| DATA LINES |
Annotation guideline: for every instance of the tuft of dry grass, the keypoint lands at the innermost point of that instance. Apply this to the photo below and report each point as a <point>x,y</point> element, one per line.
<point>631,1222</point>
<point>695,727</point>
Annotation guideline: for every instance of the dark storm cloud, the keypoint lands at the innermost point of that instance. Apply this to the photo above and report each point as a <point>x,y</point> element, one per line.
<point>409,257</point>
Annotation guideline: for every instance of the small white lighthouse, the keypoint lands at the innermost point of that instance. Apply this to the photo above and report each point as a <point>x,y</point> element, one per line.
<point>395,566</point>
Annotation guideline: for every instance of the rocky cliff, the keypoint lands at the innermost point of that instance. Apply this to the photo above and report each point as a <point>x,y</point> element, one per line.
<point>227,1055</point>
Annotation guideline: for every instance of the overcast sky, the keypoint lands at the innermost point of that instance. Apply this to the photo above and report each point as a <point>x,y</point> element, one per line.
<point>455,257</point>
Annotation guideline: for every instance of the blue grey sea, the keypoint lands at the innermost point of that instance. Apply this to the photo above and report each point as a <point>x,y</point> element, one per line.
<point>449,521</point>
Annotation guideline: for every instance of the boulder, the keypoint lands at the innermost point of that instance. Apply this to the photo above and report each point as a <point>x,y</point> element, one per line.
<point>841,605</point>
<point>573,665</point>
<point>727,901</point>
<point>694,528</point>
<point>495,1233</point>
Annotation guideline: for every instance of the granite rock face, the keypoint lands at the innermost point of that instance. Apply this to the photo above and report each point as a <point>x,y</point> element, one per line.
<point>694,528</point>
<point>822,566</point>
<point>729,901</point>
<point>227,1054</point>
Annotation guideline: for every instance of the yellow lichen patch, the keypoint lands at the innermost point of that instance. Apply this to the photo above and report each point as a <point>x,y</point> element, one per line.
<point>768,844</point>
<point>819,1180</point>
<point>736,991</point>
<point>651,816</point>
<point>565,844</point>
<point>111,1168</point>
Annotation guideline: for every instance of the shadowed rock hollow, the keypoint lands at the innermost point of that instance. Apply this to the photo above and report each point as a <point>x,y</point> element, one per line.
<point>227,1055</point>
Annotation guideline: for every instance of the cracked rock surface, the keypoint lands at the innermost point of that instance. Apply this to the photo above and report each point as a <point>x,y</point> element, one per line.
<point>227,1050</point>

| SET TASK |
Duplicate all of the material above word for word, keeping every line in its original order.

| WRITTEN SOLUTION |
Annotation guideline: for every instance of the tuft of dry grass, the keypoint lands at the innermost point of that instance. Apply this to the photo below and report each point as a <point>x,y</point> element, one per line.
<point>631,1222</point>
<point>695,727</point>
Annotation guideline: for every instance of the dark storm cloud, the keypoint lands at the innermost point of that instance. Apply this to the photo above and report each point as a <point>x,y</point> element, one per line.
<point>409,257</point>
Annotation guideline: for every instance of the small white lighthouse, the keypoint lands at the innermost point of that instance. Apply this to the photo above and report each point as a <point>x,y</point> element, one per line.
<point>395,566</point>
Annotation guideline: for every instance of the rocky cliff, the keypoint lands at the innermost point of that instance. Apply this to the photo above and report each point as a <point>x,y</point> element, one per line.
<point>227,1055</point>
Annotation guideline: for every instance of the overcast sky, the keypoint lands at the innermost point of that instance. Apply this to the photo above and report each point as a <point>x,y</point> element, one per line.
<point>455,257</point>
Annotation guideline: for every instance of the blue grey sea, the keypoint lands at the innermost point of that instance. Apply this to the photo above and report each point as a <point>x,y</point> element, one per line.
<point>449,521</point>
Annotation guideline: for every instance of the boulder, the keypoint lands at the innermost point of that instance. Apply this to the photo above and report each point as a <point>x,y</point> element, one per line.
<point>841,605</point>
<point>573,665</point>
<point>727,901</point>
<point>694,528</point>
<point>495,1233</point>
Annotation guideline: for every instance of the granite rock face, the keypoint lands at the innermost point of that instance. Apply this to the photo above and report each point as a <point>x,y</point> element, one per line.
<point>694,528</point>
<point>822,566</point>
<point>729,901</point>
<point>227,1054</point>
Annotation guideline: for every instance of the yellow lichen patch, the keypoint lands at the innermost point of that instance. Apply this to the photo above and report each point as a <point>x,y</point> element, one per line.
<point>768,844</point>
<point>819,1180</point>
<point>736,991</point>
<point>651,816</point>
<point>565,844</point>
<point>111,1168</point>
Annotation guideline: for every instance of the shadowed rock hollow, the keypoint lands at the innermost point of that instance. Apply this to the photo above and report each point as a <point>x,y</point> element, one per line.
<point>227,1055</point>
Annotation guideline: for every instance of the cracked rock surface, the keypoint lands at the innermost point of that instance. Apply this to the photo above and report each point as a <point>x,y</point> element, one per line.
<point>227,1050</point>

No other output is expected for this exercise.